» MATERIAL FOR THE TASK
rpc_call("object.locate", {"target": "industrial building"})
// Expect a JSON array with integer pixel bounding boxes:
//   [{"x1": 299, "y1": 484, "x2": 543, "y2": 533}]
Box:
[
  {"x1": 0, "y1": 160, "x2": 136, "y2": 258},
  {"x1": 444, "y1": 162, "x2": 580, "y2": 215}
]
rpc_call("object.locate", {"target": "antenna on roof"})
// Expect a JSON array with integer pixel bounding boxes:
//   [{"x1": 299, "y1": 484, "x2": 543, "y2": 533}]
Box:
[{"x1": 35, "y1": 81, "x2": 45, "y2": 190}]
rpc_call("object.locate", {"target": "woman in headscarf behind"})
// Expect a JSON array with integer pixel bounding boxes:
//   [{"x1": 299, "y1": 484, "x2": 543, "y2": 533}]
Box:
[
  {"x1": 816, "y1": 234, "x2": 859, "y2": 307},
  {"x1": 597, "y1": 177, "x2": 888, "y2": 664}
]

--

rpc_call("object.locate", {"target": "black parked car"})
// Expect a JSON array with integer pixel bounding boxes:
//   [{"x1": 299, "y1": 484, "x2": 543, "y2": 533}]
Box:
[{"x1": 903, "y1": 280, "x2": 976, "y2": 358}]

» REQUIREMENT
Please find each line in the items above that contains the string "locate", and copy those lines out in full.

» COMPLETE RESPONSE
rpc_call("object.locate", {"target": "industrial building"})
rpc_call("object.locate", {"target": "antenna on roof"})
rpc_call("object.locate", {"target": "woman in headscarf behind"})
rpc_call("object.locate", {"target": "black parked car"})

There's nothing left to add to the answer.